* **Source text**
• • • • •

Each country has its famous figures, and a proud Norwegian might list for us such internationally known luminaries as playwright and poet Henrik Ibsen, explorers Roald Amundsen and Thor Heyerdahl, composer Edvard Grieg, author Jo Nesbø, footballer Erling Braut Haaland, World Chess Champion Magnus Carlsen… and painter Edvard Munch. Notables all, but it is only the latter who has the honour of a colossal brand-new museum in prime position on the Oslo waterfront.

Furthermore, when the museum opened to the world this October 22, Munch’s national and global status was given its due imprimatur when King Harald V and Queen Sonja of Norway performed the opening ceremony outside the monolithic-looking building. They then had a private guided tour of the museum said to be one of the world’s largest such institutions devoted to a single artist. Thus it is the number one destination to experience the life and art of a man whose insecure emotional state is described as tortured and brooding.

The bare statistics alone are impressive: a competition to design a landmark building was won by a Spanish architecture firm, and the imposing result, set on 300 piles and surrounded on three sides by the Oslo Fjord, has been tailor-made to display the full range of the most comprehensive collection of items by Munch.

The core of the display was bequeathed by Munch to the city of Oslo upon his death on January 23, 1944, which secured his legacy. The collection includes more than half of his known works, some 26,700 paintings, prints, photographs, drawings and watercolours ranging from 1873.

Despite such a prolific output, it is nigh impossible to consider Munch without mention of the striking painting “Skrik”, to give it its Norwegian title, which translates as “Shriek” but is universally known as “The Scream”. It is considered one of the great icons of art in the world, and in fact this enigmatic depiction came in a number of versions. The museum’s “Skrik” collection includes one painting, an early study in pastel from 1893, several drawings and six lithographs of Munch’s most famous motif.

One of the 11 galleries taking up a total 4500 square metres has three versions of “The Scream” on display: the painting, a drawing and a print. They are shown one at a time in rotation for an hour each, the other two sitting in darkness behind shutters, awaiting their turn. This 1910 painted version of “Skrik” has a fiction-worthy history, having been stolen on August 22, 2004 when masked gunmen entered the previous, much smaller Munch Museum in Tøyen, Oslo, during daylight and stole both it and the artist’s “Madonna”, another of his notable works.

Edvard Munch, Madonna, 1894–1895


The paintings were not recovered until August 2006, and “The Scream” had some moisture damage to the lower left corner. This underwent restoration but the colour remains a little lighter than the rest of the painting, as can be clearly seen today. “Madonna” too needed some slight patching up but the situation could have been worse. The paintings were not recovered until some three months after three men were jailed for the thefts, and the police did not give details about the circumstances of the recovery.

• • • • •

* **Stored data**
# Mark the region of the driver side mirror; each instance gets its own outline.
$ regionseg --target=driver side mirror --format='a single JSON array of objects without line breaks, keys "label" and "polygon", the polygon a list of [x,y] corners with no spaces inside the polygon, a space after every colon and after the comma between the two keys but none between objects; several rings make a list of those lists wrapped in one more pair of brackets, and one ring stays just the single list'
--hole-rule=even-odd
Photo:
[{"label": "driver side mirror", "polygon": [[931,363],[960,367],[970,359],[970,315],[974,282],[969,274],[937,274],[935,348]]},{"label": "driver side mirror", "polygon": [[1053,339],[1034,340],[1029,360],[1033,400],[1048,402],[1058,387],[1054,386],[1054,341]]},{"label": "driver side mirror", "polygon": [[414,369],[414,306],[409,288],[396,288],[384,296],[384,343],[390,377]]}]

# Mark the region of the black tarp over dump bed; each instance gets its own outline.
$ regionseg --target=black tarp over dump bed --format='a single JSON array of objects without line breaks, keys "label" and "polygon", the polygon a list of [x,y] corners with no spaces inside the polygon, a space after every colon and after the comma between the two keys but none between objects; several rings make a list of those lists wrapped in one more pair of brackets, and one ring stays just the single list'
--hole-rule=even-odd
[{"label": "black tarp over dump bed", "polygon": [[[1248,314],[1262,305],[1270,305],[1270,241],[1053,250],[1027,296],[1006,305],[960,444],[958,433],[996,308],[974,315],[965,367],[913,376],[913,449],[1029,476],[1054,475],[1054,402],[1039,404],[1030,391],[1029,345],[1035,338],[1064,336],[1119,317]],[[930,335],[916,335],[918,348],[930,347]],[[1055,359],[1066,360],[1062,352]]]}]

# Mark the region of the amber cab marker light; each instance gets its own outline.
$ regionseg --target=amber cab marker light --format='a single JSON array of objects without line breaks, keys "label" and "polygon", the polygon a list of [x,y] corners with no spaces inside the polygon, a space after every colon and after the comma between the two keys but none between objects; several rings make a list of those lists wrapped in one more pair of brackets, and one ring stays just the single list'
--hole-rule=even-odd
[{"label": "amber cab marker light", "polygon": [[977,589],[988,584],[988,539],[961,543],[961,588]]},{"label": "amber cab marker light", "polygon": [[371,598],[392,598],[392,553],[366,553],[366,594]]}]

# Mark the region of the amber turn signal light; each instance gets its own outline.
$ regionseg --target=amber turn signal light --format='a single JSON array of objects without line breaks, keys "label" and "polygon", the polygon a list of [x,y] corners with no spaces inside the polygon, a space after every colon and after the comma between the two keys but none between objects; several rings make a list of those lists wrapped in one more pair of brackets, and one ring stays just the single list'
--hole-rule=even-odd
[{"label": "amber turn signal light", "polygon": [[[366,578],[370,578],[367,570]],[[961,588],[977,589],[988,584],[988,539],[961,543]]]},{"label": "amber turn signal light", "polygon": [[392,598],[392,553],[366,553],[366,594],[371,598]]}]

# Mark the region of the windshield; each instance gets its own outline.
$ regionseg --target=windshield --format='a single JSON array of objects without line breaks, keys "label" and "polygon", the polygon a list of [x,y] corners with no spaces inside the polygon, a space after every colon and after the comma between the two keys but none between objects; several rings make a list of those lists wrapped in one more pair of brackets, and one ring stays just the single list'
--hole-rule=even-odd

• • • • •

* **Exercise 1**
From the article on the Munch museum, write out the part that opens with the words containing "The paintings were not recovered until August" and closes with "of the recovery.".
* **Exercise 2**
Gather every line of the records that contains the string "driver". Case counts.

* **Exercise answer 1**
The paintings were not recovered until August 2006, and “The Scream” had some moisture damage to the lower left corner. This underwent restoration but the colour remains a little lighter than the rest of the painting, as can be clearly seen today. “Madonna” too needed some slight patching up but the situation could have been worse. The paintings were not recovered until some three months after three men were jailed for the thefts, and the police did not give details about the circumstances of the recovery.

* **Exercise answer 2**
# Mark the region of the driver side mirror; each instance gets its own outline.
$ regionseg --target=driver side mirror --format='a single JSON array of objects without line breaks, keys "label" and "polygon", the polygon a list of [x,y] corners with no spaces inside the polygon, a space after every colon and after the comma between the two keys but none between objects; several rings make a list of those lists wrapped in one more pair of brackets, and one ring stays just the single list'
[{"label": "driver side mirror", "polygon": [[931,363],[960,367],[970,359],[970,315],[974,282],[969,274],[937,274],[935,348]]},{"label": "driver side mirror", "polygon": [[1053,339],[1034,340],[1029,360],[1033,400],[1048,402],[1058,387],[1054,386],[1054,341]]},{"label": "driver side mirror", "polygon": [[414,369],[414,306],[409,288],[396,288],[384,296],[384,343],[390,377]]}]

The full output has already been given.